»»

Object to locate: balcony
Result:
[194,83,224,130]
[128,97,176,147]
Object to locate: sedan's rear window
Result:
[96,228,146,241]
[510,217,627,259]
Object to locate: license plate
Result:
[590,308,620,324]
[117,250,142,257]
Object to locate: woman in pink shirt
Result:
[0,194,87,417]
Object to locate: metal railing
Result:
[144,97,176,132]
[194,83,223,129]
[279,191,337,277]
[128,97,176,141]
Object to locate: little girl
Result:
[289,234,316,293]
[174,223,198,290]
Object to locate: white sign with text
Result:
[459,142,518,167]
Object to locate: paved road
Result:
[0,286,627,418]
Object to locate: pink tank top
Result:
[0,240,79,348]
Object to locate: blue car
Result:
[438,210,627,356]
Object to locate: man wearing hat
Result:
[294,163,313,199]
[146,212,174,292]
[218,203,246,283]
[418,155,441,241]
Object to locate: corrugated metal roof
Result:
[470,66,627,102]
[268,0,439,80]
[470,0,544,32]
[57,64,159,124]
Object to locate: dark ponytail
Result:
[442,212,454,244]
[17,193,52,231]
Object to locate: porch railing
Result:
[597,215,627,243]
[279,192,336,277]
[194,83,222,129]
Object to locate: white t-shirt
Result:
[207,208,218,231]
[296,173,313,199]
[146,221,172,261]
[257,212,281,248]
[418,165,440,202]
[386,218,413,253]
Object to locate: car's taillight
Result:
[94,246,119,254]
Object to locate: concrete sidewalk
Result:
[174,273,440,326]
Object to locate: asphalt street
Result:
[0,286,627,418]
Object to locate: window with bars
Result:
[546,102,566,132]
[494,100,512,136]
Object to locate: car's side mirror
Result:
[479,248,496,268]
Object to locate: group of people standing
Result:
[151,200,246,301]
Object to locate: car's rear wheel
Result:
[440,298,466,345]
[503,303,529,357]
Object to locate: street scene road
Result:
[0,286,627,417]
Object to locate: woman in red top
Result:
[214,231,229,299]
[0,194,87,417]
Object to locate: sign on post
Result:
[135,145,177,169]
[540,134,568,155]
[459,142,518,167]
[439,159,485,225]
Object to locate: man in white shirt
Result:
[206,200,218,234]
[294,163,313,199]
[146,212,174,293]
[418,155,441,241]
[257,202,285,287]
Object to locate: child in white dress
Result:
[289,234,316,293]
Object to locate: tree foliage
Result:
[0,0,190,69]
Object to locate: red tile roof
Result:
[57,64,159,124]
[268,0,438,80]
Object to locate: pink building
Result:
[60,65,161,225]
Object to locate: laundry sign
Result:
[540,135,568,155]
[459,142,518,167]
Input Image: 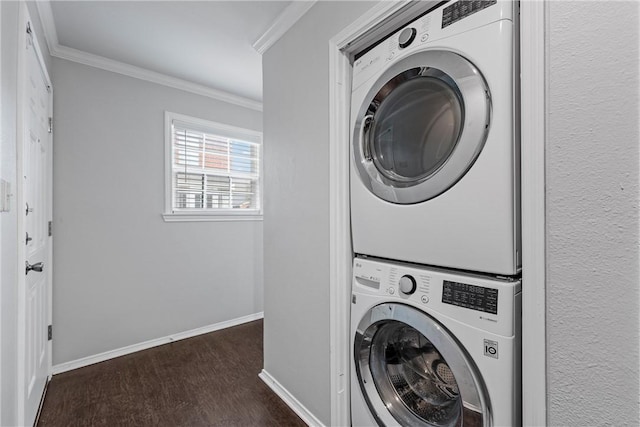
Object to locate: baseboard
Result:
[51,312,264,375]
[258,369,325,427]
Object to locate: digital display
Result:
[442,280,498,314]
[442,0,497,28]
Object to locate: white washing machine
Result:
[351,0,521,275]
[351,258,522,427]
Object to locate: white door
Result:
[18,9,52,425]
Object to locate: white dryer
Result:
[351,258,522,427]
[351,0,521,275]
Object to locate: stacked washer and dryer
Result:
[350,0,521,426]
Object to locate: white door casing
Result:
[16,3,52,425]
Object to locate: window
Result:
[164,112,262,221]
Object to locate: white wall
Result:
[263,2,372,425]
[544,1,640,426]
[0,1,51,426]
[53,59,263,365]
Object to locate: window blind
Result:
[171,122,260,212]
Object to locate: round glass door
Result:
[353,51,491,204]
[354,304,490,427]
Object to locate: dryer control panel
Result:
[351,0,516,90]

««

Problem to work on
Copy all the items above again, swapping every "Object to locate" for "Target" and keeping everything else the same. Leave the pictures out of your copy.

Expected answer
Target: balcony
Result:
[194,83,224,130]
[128,97,176,147]
Target: sedan's rear window
Result:
[96,228,146,241]
[510,217,627,259]
Target: license plate
Result:
[590,308,620,324]
[117,250,142,257]
Target: woman in pink shirt
Result:
[0,194,87,417]
Target: metal railing
Result:
[144,97,176,132]
[194,83,223,129]
[279,191,337,277]
[128,97,176,141]
Target: little girl
Result:
[289,234,316,293]
[174,223,198,290]
Target: white sign with text
Result:
[459,142,518,167]
Target: paved road
Result:
[0,286,627,418]
Target: pink tank top
Result:
[0,240,79,348]
Target: blue car
Result:
[438,210,627,356]
Target: man wearing hat
Result:
[294,163,313,199]
[146,212,174,292]
[218,203,246,283]
[418,155,441,241]
Target: corrugated metal roof
Result:
[470,66,627,102]
[268,0,439,80]
[470,0,544,32]
[57,64,159,124]
Target: dark ponytail
Result:
[442,212,454,244]
[17,193,52,231]
Target: porch railing
Result:
[597,215,627,243]
[279,192,336,277]
[194,83,222,129]
Target: white t-shirt
Result:
[207,208,218,231]
[296,173,313,199]
[146,221,172,261]
[257,212,281,248]
[418,165,440,202]
[386,218,413,253]
Target: car's taillight
Result:
[94,246,119,254]
Target: concrete sidewalk
Result:
[174,273,440,326]
Target: asphalt street
Result:
[0,286,627,418]
Target: window with bars
Result:
[546,102,566,132]
[494,100,512,136]
Target: car's side mirror
Result:
[479,248,496,268]
Target: group of people standing
Result:
[151,200,246,301]
Target: car's rear wheel
Result:
[440,298,466,345]
[503,303,529,357]
Target: street scene road
Result:
[0,286,627,417]
Target: woman in red top
Result:
[214,231,229,299]
[0,194,87,417]
Target: sign on post
Result:
[135,145,177,169]
[540,134,568,155]
[459,142,518,167]
[439,159,485,225]
Target: man in white shirt
Result:
[206,200,218,234]
[294,163,313,199]
[146,212,174,293]
[418,155,441,241]
[257,202,285,287]
Target: child in white dress
Result:
[289,234,316,293]
Target: tree foliage
Result:
[0,0,190,69]
Target: red tile roof
Result:
[57,64,159,124]
[268,0,438,80]
Target: pink building
Result:
[60,65,161,225]
Target: laundry sign
Result:
[540,135,568,155]
[459,142,518,167]
Input Image: 
Target: baseboard
Result:
[51,312,264,375]
[258,369,325,427]
Target: digital display
Result:
[442,280,498,314]
[442,0,497,28]
Target: white washing machine
Result:
[351,0,521,275]
[351,258,522,427]
Target: white door
Result:
[18,9,52,425]
Target: white dryer
Result:
[351,258,522,427]
[351,0,521,275]
Target: stacked washer and dryer
Result:
[350,0,521,426]
Target: white door casing
Result:
[16,3,52,425]
Target: window
Result:
[164,112,262,221]
Target: white wall
Result:
[263,2,372,425]
[544,1,640,426]
[0,1,51,426]
[53,59,263,365]
Target: window blind
Result:
[171,122,260,212]
Target: round glass door
Result:
[353,51,491,204]
[354,304,490,427]
Target: dryer control panel
Result:
[351,0,516,90]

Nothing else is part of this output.